» Problem statement: From the line containing "the framed picture" through the last line of the entries below, repeat each line word for word and leave out the rest.

» Raw records:
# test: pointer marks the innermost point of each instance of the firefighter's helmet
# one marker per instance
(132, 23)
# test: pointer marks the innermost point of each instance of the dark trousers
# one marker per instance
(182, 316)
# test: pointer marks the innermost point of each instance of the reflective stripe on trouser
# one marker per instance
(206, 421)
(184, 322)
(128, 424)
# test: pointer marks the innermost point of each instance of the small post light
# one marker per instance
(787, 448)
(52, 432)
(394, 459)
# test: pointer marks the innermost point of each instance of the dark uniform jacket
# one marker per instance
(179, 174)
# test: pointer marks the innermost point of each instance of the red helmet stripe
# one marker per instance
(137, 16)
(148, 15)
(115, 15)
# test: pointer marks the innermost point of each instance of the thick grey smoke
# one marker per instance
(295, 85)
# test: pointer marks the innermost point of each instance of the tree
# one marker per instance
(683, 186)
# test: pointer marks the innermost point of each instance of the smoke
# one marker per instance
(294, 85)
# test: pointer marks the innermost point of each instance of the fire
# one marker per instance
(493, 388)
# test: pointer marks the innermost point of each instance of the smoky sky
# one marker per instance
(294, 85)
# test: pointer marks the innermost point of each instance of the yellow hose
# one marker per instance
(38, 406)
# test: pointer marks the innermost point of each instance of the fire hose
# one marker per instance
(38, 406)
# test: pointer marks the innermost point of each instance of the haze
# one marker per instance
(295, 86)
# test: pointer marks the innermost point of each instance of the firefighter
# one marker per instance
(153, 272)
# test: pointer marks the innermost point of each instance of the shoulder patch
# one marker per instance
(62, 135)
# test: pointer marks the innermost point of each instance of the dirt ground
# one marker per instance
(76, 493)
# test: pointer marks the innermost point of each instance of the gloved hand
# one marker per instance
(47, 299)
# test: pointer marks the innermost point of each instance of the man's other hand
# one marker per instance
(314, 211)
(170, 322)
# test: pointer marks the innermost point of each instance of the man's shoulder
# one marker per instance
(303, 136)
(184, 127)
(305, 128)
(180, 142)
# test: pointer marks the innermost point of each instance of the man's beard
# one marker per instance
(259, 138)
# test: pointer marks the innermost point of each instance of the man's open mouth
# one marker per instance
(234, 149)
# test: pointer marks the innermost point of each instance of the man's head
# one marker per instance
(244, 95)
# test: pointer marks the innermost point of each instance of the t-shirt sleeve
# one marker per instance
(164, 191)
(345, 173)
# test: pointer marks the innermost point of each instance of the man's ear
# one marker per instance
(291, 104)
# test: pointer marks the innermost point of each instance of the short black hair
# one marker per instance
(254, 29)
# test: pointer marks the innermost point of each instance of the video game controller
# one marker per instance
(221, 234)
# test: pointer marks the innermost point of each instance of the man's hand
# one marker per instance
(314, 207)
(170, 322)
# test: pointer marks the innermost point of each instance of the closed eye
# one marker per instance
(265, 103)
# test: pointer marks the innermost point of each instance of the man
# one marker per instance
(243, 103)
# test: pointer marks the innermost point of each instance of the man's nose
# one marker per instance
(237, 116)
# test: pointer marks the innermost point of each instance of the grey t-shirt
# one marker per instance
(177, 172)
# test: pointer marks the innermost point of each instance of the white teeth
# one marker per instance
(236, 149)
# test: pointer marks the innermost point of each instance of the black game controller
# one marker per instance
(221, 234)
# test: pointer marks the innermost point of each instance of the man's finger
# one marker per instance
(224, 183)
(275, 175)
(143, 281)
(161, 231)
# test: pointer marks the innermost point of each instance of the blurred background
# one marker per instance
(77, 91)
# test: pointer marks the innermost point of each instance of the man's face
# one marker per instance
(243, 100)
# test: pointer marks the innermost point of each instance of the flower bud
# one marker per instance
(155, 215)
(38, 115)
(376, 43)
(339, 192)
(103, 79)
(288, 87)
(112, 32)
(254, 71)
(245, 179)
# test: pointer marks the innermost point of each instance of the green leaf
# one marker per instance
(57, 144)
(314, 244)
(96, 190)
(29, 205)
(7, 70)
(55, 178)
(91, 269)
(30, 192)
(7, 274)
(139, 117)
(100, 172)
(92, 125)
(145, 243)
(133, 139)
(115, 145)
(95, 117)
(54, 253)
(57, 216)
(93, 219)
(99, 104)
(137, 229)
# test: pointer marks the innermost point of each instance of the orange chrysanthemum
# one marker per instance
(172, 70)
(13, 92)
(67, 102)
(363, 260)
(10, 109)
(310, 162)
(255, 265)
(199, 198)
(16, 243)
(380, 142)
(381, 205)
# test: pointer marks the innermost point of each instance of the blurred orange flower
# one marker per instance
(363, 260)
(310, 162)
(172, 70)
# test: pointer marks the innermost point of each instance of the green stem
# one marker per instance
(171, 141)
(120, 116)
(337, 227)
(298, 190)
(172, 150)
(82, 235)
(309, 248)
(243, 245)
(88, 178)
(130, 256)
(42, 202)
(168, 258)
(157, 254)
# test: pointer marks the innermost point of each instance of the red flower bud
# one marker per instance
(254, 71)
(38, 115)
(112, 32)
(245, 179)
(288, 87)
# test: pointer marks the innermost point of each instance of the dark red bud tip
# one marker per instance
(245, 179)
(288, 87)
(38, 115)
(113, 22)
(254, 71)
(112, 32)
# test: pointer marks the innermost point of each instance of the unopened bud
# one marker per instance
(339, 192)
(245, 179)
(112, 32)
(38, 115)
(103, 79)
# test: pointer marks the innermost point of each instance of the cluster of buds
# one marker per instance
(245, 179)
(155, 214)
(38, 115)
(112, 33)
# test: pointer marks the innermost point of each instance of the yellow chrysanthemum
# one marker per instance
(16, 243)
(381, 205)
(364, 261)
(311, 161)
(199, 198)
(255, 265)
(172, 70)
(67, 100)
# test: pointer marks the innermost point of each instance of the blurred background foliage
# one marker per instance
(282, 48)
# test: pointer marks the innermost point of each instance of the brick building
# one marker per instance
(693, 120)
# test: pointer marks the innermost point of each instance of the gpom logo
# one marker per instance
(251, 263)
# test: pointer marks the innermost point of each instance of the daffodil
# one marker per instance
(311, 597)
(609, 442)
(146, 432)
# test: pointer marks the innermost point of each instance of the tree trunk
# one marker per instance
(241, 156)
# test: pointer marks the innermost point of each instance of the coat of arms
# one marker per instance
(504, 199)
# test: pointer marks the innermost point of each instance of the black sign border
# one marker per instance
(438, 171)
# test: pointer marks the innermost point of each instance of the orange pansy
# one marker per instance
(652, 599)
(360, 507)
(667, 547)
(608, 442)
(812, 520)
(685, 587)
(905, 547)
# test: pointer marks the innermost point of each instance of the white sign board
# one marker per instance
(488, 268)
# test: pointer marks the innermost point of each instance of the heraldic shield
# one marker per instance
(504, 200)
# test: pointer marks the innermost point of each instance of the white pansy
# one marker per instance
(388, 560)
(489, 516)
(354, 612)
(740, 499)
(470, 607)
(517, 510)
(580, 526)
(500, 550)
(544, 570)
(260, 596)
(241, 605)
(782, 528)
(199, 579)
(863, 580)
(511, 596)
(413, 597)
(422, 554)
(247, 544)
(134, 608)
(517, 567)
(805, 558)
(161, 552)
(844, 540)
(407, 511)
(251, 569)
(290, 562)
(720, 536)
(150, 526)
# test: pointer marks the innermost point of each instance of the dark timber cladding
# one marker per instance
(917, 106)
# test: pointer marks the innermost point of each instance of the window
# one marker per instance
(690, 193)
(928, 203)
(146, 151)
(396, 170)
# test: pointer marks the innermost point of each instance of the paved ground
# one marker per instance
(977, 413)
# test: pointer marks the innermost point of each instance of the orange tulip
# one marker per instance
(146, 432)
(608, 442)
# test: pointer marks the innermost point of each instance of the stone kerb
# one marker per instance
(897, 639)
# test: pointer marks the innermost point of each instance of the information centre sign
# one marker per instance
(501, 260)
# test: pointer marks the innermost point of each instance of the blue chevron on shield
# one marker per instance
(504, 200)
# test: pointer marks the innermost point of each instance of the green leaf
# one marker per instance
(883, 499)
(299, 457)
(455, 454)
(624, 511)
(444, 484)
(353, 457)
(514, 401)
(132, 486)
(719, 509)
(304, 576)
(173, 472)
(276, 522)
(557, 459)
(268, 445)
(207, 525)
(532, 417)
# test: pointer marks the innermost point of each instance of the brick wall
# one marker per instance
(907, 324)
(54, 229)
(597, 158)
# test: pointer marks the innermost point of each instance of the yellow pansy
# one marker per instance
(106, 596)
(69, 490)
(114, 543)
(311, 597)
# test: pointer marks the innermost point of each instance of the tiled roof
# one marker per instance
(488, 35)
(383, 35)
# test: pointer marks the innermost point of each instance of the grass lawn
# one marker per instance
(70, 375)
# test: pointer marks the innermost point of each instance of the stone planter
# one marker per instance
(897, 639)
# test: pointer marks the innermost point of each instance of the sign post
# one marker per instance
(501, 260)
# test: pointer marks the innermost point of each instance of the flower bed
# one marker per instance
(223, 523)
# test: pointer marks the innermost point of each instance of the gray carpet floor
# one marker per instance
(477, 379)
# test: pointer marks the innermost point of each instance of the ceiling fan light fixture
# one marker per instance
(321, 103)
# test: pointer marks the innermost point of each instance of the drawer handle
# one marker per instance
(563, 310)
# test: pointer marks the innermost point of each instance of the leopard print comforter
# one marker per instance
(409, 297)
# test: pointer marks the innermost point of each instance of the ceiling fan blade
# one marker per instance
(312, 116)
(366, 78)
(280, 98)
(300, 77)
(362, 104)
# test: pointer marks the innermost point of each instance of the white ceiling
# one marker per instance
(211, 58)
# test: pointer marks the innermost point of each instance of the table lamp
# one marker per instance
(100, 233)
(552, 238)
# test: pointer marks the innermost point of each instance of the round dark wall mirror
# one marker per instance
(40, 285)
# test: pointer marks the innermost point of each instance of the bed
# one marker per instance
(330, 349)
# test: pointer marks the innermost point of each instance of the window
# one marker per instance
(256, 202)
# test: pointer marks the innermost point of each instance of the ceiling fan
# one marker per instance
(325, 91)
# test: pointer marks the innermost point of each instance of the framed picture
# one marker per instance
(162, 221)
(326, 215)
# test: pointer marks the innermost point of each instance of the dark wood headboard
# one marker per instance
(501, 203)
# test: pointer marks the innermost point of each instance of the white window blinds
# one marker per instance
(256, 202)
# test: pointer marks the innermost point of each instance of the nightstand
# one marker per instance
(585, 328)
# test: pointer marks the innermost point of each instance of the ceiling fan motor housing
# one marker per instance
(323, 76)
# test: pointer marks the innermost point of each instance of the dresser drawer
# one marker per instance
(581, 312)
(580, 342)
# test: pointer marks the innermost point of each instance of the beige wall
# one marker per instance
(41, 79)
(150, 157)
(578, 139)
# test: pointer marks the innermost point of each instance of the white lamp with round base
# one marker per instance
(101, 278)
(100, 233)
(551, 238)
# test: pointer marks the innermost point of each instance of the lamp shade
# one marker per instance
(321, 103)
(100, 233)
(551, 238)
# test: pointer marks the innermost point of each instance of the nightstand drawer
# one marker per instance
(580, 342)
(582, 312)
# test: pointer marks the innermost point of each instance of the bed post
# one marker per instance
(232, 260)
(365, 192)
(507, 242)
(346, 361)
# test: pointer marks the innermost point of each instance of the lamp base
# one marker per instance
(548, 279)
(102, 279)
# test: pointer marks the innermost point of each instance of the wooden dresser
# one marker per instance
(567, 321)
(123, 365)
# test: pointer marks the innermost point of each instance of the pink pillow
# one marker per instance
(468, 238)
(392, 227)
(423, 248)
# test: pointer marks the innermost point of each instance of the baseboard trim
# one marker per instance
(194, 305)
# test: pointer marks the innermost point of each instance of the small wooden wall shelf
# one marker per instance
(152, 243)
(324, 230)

» Solution for this task:
# test: pointer marks the innermost point of each instance of the framed picture
# one marker per instance
(162, 221)
(326, 215)
# test: pointer marks the innermost point of each instance of the dark wood headboard
# one marker per instance
(501, 203)
# test: pointer marks the innermost point of each instance of the white window blinds
# one marker per instance
(256, 202)
# test: pointer marks the innermost point of each instance of the nightstand
# one marker per instance
(585, 328)
# test: pointer marks the innermost point of each instance of the ceiling fan motor housing
# one marker per instance
(323, 76)
# test: pointer marks the innermost point of each instance of the dresser drawer
# one marker per instance
(581, 312)
(580, 342)
# test: pointer marks the innermost point of each instance of the beige wall
# one marker per instance
(41, 79)
(150, 157)
(578, 139)
# test: pointer marks the innermost point of each instance of the white lamp with round base
# one marker per instance
(101, 278)
(100, 233)
(551, 238)
# test: pointer marks the innermost point of each instance of the lamp shade
# one marker per instance
(321, 103)
(100, 233)
(551, 238)
# test: pointer marks the innermost point of each instance of the nightstand drawer
# one marker per instance
(580, 342)
(582, 312)
# test: pointer marks the innermost point of each instance of the bed post
# one marker per instance
(232, 260)
(365, 192)
(507, 242)
(346, 361)
# test: pointer marks the innermost point of each instance of the lamp base
# one marker per instance
(548, 279)
(102, 279)
# test: pointer marks the innermost point of each instance of the wooden dresser
# one marker per instance
(567, 321)
(123, 365)
# test: pointer marks the innermost point of each instance of the pink pillow
# one marker per instance
(468, 238)
(392, 227)
(423, 248)
# test: pointer marks the innermost point of each instance of the baseboard trim
# one marker per instance
(194, 305)
# test: pointer marks the innermost point of each instance of the small wooden wall shelf
# one marker per instance
(152, 243)
(324, 230)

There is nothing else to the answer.